START RECORDS FOR THE EXERCISE

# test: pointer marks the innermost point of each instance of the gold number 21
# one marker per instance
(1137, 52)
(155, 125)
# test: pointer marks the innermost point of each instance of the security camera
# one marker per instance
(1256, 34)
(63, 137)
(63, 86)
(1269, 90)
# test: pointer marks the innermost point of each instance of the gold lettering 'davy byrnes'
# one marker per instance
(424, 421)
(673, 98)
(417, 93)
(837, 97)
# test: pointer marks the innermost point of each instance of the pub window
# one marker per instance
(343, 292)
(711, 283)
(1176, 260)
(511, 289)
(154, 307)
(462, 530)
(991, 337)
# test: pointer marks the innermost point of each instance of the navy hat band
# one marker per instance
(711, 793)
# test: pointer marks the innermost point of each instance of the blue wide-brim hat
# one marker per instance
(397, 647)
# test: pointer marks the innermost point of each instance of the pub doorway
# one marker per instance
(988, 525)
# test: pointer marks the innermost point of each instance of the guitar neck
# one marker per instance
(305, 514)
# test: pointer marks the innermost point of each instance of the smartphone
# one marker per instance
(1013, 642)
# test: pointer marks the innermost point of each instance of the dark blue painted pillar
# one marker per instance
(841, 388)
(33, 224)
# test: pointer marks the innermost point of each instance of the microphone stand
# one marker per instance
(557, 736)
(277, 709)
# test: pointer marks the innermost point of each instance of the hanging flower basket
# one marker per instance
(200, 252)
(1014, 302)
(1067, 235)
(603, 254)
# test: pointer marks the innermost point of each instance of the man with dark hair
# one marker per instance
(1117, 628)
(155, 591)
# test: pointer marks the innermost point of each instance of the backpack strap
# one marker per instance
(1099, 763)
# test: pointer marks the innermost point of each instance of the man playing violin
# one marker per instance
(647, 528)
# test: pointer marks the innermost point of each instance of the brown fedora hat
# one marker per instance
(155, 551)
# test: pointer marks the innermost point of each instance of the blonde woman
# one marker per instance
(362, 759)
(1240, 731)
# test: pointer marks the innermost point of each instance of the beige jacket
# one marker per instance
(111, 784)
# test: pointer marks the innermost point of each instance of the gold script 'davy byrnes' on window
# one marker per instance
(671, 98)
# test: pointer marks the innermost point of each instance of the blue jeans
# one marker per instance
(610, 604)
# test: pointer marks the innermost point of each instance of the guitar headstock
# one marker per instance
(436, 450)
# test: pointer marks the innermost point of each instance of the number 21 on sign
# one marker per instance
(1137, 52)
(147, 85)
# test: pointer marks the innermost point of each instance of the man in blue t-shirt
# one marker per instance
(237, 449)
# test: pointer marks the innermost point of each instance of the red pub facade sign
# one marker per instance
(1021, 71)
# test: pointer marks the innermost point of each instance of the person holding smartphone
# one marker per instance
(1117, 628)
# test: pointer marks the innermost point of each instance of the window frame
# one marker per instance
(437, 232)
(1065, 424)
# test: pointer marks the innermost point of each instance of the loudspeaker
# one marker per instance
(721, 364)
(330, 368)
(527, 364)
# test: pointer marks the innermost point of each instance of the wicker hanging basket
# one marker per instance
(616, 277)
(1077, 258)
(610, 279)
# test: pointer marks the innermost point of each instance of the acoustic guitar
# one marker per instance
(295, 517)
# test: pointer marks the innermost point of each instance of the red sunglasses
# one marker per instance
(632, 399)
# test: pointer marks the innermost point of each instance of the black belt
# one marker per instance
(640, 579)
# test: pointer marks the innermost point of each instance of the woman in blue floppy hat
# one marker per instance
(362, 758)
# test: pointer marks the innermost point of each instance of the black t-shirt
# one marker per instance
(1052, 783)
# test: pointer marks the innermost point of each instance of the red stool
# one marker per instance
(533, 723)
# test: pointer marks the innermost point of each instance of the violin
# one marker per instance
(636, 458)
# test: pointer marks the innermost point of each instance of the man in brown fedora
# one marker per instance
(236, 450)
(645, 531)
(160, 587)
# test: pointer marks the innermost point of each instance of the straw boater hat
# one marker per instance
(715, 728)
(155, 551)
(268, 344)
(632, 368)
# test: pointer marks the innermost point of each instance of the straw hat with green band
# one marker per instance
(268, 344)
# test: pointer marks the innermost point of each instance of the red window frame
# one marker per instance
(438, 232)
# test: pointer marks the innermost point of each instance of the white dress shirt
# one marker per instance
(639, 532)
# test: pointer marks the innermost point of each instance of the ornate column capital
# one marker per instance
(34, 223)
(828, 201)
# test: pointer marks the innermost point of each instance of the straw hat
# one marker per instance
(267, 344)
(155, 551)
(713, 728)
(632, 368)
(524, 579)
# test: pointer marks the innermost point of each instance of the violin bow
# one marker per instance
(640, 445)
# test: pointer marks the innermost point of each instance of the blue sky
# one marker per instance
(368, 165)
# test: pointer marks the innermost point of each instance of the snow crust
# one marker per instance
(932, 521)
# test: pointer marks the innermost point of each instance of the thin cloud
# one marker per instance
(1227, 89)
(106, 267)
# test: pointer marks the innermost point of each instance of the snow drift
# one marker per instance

END RECORDS FOR THE EXERCISE

Write out every line of the listing above as a JSON list of strings, with one string per line and blank lines omitted.

SOLUTION TO THIS PROBLEM.
[
  "# test: pointer marks the innermost point of each instance of the gold number 21",
  "# one marker per instance",
  "(1137, 52)",
  "(155, 125)",
  "# test: pointer marks the innermost point of each instance of the security camera",
  "# one marker per instance",
  "(1256, 34)",
  "(63, 137)",
  "(63, 86)",
  "(1269, 90)",
  "# test: pointer marks the innermost point of each instance of the gold lettering 'davy byrnes'",
  "# one marker per instance",
  "(424, 421)",
  "(673, 98)",
  "(417, 93)",
  "(837, 97)",
  "# test: pointer marks the innermost point of each instance of the pub window",
  "# one marker per instance",
  "(343, 292)",
  "(711, 283)",
  "(1176, 260)",
  "(511, 289)",
  "(154, 307)",
  "(462, 530)",
  "(991, 337)",
  "# test: pointer marks the innermost point of each instance of the navy hat band",
  "# one marker per instance",
  "(711, 793)",
  "# test: pointer marks the innermost point of each instance of the blue wide-brim hat",
  "# one marker per instance",
  "(397, 647)",
  "# test: pointer marks the innermost point of each instance of the pub doorway",
  "# one marker per instance",
  "(988, 525)",
  "# test: pointer marks the innermost point of each instance of the guitar neck",
  "# one marker per instance",
  "(305, 514)",
  "# test: pointer marks the innermost point of each instance of the smartphone",
  "# one marker per instance",
  "(1013, 642)",
  "# test: pointer marks the innermost point of each instance of the dark blue painted pillar",
  "# one marker per instance",
  "(841, 388)",
  "(33, 224)",
  "# test: pointer marks the innermost point of each instance of the microphone stand",
  "# one marker per instance",
  "(557, 736)",
  "(277, 709)",
  "# test: pointer marks the innermost point of each instance of the hanging flower basket",
  "# one marker per instance",
  "(200, 252)",
  "(1014, 302)",
  "(1067, 235)",
  "(603, 254)",
  "# test: pointer marks the innermost point of each instance of the man with dark hair",
  "# one marker per instance",
  "(1117, 628)",
  "(155, 591)",
  "# test: pointer marks the innermost point of each instance of the backpack strap",
  "# one marker per instance",
  "(1099, 763)",
  "# test: pointer marks the innermost point of each instance of the man playing violin",
  "# one marker per instance",
  "(647, 528)",
  "# test: pointer marks the innermost point of each instance of the brown fedora hat",
  "# one marker per instance",
  "(155, 551)",
  "# test: pointer marks the innermost point of each instance of the blonde woman",
  "# one marker per instance",
  "(362, 759)",
  "(1240, 731)",
  "# test: pointer marks the innermost point of each instance of the beige jacket",
  "# one marker per instance",
  "(111, 784)",
  "# test: pointer marks the innermost point of each instance of the gold script 'davy byrnes' on window",
  "# one marker per instance",
  "(671, 98)",
  "# test: pointer marks the innermost point of each instance of the blue jeans",
  "# one marker per instance",
  "(610, 604)",
  "# test: pointer marks the innermost point of each instance of the guitar headstock",
  "# one marker per instance",
  "(436, 450)",
  "# test: pointer marks the innermost point of each instance of the number 21 on sign",
  "# one marker per instance",
  "(1137, 52)",
  "(147, 85)",
  "# test: pointer marks the innermost point of each instance of the man in blue t-shirt",
  "# one marker per instance",
  "(237, 449)",
  "# test: pointer marks the innermost point of each instance of the red pub facade sign",
  "# one marker per instance",
  "(1021, 71)",
  "# test: pointer marks the innermost point of each instance of the person holding smartphone",
  "# one marker per instance",
  "(1117, 628)",
  "# test: pointer marks the innermost point of each instance of the window frame",
  "# one marker per instance",
  "(437, 232)",
  "(1065, 424)",
  "# test: pointer marks the innermost point of each instance of the loudspeaker",
  "# one marker per instance",
  "(721, 364)",
  "(330, 368)",
  "(527, 364)",
  "# test: pointer marks the innermost point of each instance of the wicker hanging basket",
  "# one marker per instance",
  "(616, 277)",
  "(1077, 258)",
  "(610, 279)",
  "# test: pointer marks the innermost point of each instance of the acoustic guitar",
  "# one marker per instance",
  "(295, 517)",
  "# test: pointer marks the innermost point of each instance of the red sunglasses",
  "# one marker per instance",
  "(632, 399)",
  "# test: pointer marks the innermost point of each instance of the black belt",
  "# one marker per instance",
  "(640, 579)",
  "# test: pointer marks the innermost point of each instance of the woman in blue floppy hat",
  "# one marker per instance",
  "(362, 758)",
  "# test: pointer marks the innermost point of each instance of the black t-shirt",
  "# one marker per instance",
  "(1052, 783)",
  "# test: pointer marks the innermost point of each instance of the red stool",
  "# one marker per instance",
  "(533, 723)",
  "# test: pointer marks the innermost point of each instance of the violin",
  "# one marker per instance",
  "(636, 458)",
  "# test: pointer marks the innermost point of each instance of the man in brown fedora",
  "# one marker per instance",
  "(236, 450)",
  "(645, 531)",
  "(160, 587)",
  "# test: pointer marks the innermost point of each instance of the straw boater hat",
  "# one marker per instance",
  "(715, 728)",
  "(155, 551)",
  "(268, 344)",
  "(632, 368)",
  "# test: pointer marks the innermost point of each instance of the straw hat with green band",
  "# one marker per instance",
  "(268, 344)",
  "# test: pointer marks the innermost point of each instance of the red window frame",
  "# one marker per instance",
  "(438, 232)",
  "# test: pointer marks the innermost point of each instance of the white dress shirt",
  "# one marker per instance",
  "(639, 532)",
  "# test: pointer marks the innermost point of each instance of the ornate column capital",
  "# one marker per instance",
  "(34, 223)",
  "(828, 201)",
  "# test: pointer marks the innermost point of each instance of the straw hat",
  "# one marker per instance",
  "(267, 344)",
  "(155, 551)",
  "(713, 728)",
  "(632, 368)",
  "(524, 579)",
  "# test: pointer marks the innermost point of each instance of the violin bow",
  "# one marker per instance",
  "(640, 445)",
  "# test: pointer marks the innermost point of each instance of the blue sky",
  "# one marker per instance",
  "(368, 165)",
  "# test: pointer marks the innermost point of each instance of the snow crust",
  "# one marker per instance",
  "(932, 521)",
  "# test: pointer marks the innermost point of each instance of the thin cloud",
  "# one marker per instance",
  "(1227, 89)",
  "(106, 267)",
  "# test: pointer marks the innermost point of each instance of the snow drift",
  "# one marker per instance"
]